I usually feed my butcher calves sweet feed and some corn to put a little fat on. If they don't clean it up then you are feeding too much. Just keep them gaining weight so they dont get tough meat. Always need some roughage so they dont get the runs/squirts. I try to have them around 800# when ready.
My pigs get pig And sow feed free choice and maybe some soured chops once in a while after they get a little size on them. I like a weight around 275-300#.
I'm no expert but thats how i do it.
Peyton & 2Busy,
Your 2 post reminded me of my Grandad and Dad going in on the halves for a beef to butcher and in the fall my Grandad killing a hog. It was a family affair to work it all up. My Mom would can sausage after my Grandad did the seasoning, in quart jars. (Oh that was good sausage) my Grandmother would put sausage in long cloth bags she had sewn up to put in the smokehouse. My Grandad would get the hams and shoulders ready to put in the salt box.
A interesting note, my Dad found the salt box in the old barn on my Grandad's place when he bought it a few years ago when he cleaned out the barn he threw out the old salt box and it still had 2 hams in it!! We figured they were at least 50 years old and they still looked very good when you cut into them. I'm sure they had enough salt to preserve anyone who would have tried to eat any of that ham
Thanks for the memories
I bought an old tractor all dusty and worn,
knew nothing about her just the year she was born
I washed her and greased her and painted her red
Now she lives happily right here in my shed.

**TASK A:** Extract the entire farm forum post word for word.
The farm forum post and the listing are unrelated to each other.

[Location annotation dataset excerpts]
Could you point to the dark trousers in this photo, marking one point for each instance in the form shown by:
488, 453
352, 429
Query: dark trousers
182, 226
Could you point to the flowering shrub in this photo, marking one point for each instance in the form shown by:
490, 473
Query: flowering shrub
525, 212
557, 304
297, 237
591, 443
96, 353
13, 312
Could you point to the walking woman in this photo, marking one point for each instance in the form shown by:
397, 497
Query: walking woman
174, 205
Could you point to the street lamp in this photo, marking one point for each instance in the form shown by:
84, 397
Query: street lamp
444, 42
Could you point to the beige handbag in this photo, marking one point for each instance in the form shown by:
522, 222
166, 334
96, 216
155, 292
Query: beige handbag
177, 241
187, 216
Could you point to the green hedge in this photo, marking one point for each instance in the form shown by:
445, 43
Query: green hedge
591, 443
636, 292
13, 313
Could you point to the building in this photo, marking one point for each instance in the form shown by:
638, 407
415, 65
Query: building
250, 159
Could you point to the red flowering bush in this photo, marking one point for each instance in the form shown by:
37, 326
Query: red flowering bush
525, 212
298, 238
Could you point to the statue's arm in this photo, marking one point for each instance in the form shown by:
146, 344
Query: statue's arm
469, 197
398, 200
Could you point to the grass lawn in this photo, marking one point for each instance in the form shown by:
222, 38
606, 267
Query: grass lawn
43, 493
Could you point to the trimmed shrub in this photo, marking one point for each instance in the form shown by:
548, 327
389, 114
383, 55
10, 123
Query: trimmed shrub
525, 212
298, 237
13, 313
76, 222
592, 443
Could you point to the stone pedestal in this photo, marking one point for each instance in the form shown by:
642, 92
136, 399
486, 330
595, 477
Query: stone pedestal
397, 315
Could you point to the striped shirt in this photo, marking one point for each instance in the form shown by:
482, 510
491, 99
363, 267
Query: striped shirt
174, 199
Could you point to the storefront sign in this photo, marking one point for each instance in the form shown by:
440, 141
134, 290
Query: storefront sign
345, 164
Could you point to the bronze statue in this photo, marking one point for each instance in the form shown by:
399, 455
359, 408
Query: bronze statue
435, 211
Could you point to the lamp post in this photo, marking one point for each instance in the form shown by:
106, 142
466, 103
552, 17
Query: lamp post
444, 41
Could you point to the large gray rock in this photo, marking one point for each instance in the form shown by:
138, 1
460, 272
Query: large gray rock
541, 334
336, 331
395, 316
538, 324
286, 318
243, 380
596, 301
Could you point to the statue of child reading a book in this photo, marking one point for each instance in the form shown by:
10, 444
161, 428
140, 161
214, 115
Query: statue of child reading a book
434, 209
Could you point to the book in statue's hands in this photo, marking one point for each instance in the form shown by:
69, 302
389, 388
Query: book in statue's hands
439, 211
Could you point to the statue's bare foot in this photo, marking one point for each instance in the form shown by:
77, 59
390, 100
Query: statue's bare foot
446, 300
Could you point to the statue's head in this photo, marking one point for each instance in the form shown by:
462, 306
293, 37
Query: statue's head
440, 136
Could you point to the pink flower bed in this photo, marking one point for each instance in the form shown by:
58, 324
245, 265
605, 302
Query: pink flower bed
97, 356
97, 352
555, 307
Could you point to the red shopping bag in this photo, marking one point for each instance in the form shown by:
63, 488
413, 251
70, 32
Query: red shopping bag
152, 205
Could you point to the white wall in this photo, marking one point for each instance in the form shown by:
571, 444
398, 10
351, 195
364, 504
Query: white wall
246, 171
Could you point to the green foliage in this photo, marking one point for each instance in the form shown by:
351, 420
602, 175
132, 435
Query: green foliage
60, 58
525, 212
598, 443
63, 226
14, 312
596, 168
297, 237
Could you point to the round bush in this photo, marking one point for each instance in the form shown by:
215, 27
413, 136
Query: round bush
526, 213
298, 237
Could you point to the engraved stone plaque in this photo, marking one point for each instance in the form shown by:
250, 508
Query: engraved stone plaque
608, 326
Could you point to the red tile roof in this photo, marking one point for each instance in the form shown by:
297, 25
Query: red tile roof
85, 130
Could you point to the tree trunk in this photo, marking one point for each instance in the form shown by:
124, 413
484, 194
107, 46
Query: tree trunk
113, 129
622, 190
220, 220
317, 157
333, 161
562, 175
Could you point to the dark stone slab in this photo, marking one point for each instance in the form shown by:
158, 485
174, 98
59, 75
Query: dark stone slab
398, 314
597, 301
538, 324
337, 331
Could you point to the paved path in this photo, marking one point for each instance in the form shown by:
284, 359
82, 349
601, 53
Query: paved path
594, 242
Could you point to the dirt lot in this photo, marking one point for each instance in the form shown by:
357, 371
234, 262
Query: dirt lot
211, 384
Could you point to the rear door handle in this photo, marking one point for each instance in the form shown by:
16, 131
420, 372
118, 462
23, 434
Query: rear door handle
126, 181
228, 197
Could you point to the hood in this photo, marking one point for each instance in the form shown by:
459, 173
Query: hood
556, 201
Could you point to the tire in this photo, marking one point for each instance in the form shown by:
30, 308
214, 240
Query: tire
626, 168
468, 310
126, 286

**TASK B:** Filter the listing down to every line that contains the word "wall".

**OUTPUT A:**
I usually feed my butcher calves sweet feed and some corn to put a little fat on. If they don't clean it up then you are feeding too much. Just keep them gaining weight so they dont get tough meat. Always need some roughage so they dont get the runs/squirts. I try to have them around 800# when ready.
My pigs get pig And sow feed free choice and maybe some soured chops once in a while after they get a little size on them. I like a weight around 275-300#.
I'm no expert but thats how i do it.
Peyton & 2Busy,
Your 2 post reminded me of my Grandad and Dad going in on the halves for a beef to butcher and in the fall my Grandad killing a hog. It was a family affair to work it all up. My Mom would can sausage after my Grandad did the seasoning, in quart jars. (Oh that was good sausage) my Grandmother would put sausage in long cloth bags she had sewn up to put in the smokehouse. My Grandad would get the hams and shoulders ready to put in the salt box.
A interesting note, my Dad found the salt box in the old barn on my Grandad's place when he bought it a few years ago when he cleaned out the barn he threw out the old salt box and it still had 2 hams in it!! We figured they were at least 50 years old and they still looked very good when you cut into them. I'm sure they had enough salt to preserve anyone who would have tried to eat any of that ham
Thanks for the memories
I bought an old tractor all dusty and worn,
knew nothing about her just the year she was born
I washed her and greased her and painted her red
Now she lives happily right here in my shed.

**OUTPUT B:**
Could you point to the white wall in this photo, marking one point for each instance in the form shown by:
Query: white wall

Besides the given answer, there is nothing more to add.